▶ [WHAT THE EXERCISE ASKS]:
Give the lines again from the one containing "Point out the young" through the end of the records below, both included, changing every "scouting log" to "field record" and leaving all else as it is.

++++++++

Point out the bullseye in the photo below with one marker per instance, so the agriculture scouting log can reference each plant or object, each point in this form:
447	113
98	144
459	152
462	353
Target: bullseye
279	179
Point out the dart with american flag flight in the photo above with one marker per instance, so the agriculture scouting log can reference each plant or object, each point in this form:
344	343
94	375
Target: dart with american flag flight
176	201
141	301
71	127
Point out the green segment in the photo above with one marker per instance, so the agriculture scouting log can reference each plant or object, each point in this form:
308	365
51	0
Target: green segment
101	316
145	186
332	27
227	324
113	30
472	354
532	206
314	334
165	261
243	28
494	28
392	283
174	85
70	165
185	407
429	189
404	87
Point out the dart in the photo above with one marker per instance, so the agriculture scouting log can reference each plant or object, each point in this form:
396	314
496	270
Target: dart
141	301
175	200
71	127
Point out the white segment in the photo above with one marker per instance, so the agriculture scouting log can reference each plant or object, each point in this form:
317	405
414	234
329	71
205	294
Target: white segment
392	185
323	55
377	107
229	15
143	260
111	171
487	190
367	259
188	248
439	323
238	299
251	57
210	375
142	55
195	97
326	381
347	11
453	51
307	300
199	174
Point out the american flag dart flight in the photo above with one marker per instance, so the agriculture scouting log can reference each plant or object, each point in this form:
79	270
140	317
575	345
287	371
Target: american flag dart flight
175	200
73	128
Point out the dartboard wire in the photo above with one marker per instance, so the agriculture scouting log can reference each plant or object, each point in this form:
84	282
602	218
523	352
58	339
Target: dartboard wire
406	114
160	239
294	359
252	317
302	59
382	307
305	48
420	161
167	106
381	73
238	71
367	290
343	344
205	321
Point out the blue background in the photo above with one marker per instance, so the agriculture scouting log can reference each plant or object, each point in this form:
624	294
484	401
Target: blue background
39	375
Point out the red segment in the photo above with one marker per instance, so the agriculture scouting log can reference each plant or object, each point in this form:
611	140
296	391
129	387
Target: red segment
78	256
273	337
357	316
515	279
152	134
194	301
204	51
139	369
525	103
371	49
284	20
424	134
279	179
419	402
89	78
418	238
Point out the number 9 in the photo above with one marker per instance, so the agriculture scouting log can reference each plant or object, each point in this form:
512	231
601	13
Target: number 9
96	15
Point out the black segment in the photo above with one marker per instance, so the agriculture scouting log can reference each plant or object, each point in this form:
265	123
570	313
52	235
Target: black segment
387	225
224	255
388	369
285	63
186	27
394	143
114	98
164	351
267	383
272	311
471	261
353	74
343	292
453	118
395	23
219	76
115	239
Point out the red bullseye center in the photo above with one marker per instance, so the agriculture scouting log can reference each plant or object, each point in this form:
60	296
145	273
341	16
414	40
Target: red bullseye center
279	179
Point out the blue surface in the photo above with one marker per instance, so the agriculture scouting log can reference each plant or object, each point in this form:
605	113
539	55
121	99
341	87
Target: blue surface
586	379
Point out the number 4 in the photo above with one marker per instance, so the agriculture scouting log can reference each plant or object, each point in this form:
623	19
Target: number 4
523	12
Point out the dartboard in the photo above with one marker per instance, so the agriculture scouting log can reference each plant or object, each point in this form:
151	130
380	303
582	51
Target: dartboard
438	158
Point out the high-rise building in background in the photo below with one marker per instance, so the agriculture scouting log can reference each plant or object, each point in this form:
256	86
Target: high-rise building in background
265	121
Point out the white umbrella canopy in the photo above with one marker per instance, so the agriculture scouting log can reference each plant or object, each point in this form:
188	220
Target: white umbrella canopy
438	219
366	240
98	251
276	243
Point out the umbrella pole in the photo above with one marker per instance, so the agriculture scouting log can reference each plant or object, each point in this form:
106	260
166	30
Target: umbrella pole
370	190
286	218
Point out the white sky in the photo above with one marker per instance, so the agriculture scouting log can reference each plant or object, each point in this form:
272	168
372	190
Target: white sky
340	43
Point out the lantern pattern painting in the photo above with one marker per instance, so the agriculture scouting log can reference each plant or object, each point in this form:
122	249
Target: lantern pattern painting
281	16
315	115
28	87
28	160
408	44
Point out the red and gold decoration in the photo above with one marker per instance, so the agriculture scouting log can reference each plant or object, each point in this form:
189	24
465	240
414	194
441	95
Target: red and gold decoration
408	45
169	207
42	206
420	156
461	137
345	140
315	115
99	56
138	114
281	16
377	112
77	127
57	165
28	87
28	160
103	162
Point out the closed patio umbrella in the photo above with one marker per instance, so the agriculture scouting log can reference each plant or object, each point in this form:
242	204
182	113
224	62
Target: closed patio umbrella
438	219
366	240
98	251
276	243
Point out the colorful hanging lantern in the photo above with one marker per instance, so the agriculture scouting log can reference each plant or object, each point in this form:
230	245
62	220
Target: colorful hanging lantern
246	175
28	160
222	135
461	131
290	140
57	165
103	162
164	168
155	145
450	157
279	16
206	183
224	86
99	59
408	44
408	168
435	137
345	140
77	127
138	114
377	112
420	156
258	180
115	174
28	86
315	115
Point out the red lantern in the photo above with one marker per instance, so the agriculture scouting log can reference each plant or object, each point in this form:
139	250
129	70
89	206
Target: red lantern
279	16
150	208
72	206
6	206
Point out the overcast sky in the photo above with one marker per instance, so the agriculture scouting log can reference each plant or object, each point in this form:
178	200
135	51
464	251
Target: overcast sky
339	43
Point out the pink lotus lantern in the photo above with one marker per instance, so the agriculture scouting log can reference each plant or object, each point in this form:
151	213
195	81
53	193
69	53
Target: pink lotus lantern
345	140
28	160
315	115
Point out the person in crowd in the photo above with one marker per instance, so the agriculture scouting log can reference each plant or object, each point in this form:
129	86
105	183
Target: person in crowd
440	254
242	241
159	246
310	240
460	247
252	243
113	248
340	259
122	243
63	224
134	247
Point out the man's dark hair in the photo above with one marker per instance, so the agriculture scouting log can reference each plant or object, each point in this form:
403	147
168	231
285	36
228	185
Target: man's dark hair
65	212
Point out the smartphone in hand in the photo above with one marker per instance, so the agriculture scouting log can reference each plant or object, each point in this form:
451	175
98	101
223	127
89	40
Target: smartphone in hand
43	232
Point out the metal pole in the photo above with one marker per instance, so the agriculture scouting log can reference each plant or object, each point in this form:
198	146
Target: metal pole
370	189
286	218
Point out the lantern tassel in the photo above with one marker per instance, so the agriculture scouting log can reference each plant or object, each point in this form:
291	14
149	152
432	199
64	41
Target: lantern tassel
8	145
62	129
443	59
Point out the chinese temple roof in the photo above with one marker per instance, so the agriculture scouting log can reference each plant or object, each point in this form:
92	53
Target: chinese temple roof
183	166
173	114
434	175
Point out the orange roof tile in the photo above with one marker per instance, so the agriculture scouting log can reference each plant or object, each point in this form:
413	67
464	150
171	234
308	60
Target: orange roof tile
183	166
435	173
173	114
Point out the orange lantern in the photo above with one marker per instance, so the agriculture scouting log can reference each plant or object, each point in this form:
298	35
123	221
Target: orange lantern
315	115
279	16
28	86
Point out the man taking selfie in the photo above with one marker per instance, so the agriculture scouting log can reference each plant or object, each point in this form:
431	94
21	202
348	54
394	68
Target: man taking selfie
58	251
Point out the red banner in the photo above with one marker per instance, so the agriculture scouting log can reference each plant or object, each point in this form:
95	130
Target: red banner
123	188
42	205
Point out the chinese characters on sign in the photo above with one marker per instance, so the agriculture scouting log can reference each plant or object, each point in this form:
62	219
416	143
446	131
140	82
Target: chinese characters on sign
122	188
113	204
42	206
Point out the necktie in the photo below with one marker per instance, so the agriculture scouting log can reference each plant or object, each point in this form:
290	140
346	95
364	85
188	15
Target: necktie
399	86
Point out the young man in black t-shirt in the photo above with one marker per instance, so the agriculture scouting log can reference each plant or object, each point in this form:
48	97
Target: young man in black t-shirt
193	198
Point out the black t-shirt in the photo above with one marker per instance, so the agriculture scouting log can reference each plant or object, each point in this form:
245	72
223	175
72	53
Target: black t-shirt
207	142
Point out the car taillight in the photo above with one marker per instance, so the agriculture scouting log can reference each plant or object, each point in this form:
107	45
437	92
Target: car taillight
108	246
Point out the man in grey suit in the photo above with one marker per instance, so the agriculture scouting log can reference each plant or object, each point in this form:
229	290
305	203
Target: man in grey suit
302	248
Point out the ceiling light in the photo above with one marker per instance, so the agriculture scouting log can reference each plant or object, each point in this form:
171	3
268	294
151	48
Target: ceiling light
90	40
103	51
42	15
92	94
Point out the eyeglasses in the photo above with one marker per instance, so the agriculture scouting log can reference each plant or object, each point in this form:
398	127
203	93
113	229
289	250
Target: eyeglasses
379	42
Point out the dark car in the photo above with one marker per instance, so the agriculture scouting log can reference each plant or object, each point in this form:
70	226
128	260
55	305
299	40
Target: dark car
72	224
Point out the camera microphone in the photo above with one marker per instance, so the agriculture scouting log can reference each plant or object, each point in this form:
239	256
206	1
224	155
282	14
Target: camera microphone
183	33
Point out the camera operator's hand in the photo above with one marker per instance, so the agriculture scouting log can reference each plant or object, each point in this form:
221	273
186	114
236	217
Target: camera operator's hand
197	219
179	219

++++++++

▶ [TASK RESULT]:
Point out the young man in black t-shirt in the photo above with one marker per instance, so the agriculture field record can reference each plant or object, each point in this form:
48	97
Target: young man in black t-shirt
193	198
Point out the black t-shirt in the photo above with one marker per instance, so the agriculture field record can reference each plant or object, each point in this form:
245	72
223	175
72	53
Target: black t-shirt
207	142
Point out the car taillight in the photo above with one marker per instance, so the agriculture field record can reference each plant or object, each point in this form:
107	45
437	92
Target: car taillight
108	246
Point out the man in grey suit in the photo above with one marker per instance, so the agriculture field record can reference each plant or object, each point in this form:
229	290
305	203
Target: man in grey suit
302	248
Point out the ceiling light in the photo above with one marker per instance, so the agriculture field record can reference each plant or object, each point in this form:
171	3
268	294
151	48
Target: ceiling light
90	40
103	51
42	15
92	94
Point out the eyeglasses in the photo above with one marker per instance, so the agriculture field record can reference each plant or object, each point in this form:
398	127
203	93
113	229
289	250
Target: eyeglasses
379	42
Point out the dark car in the photo above with one marker per instance, so the agriculture field record can reference each plant or object, each point in this form:
70	226
128	260
55	305
299	40
Target: dark car
72	224
Point out the camera microphone in the photo above with one marker per instance, so the agriculture field record can reference each plant or object, each point in this form:
239	256
206	1
224	155
282	14
Target: camera microphone
183	33
Point out the camera operator's hand in the photo above with one marker per instance, so the agriculture field record can reference each plant or object, each point in this form:
221	273
186	114
236	217
Target: camera operator's hand
197	219
179	219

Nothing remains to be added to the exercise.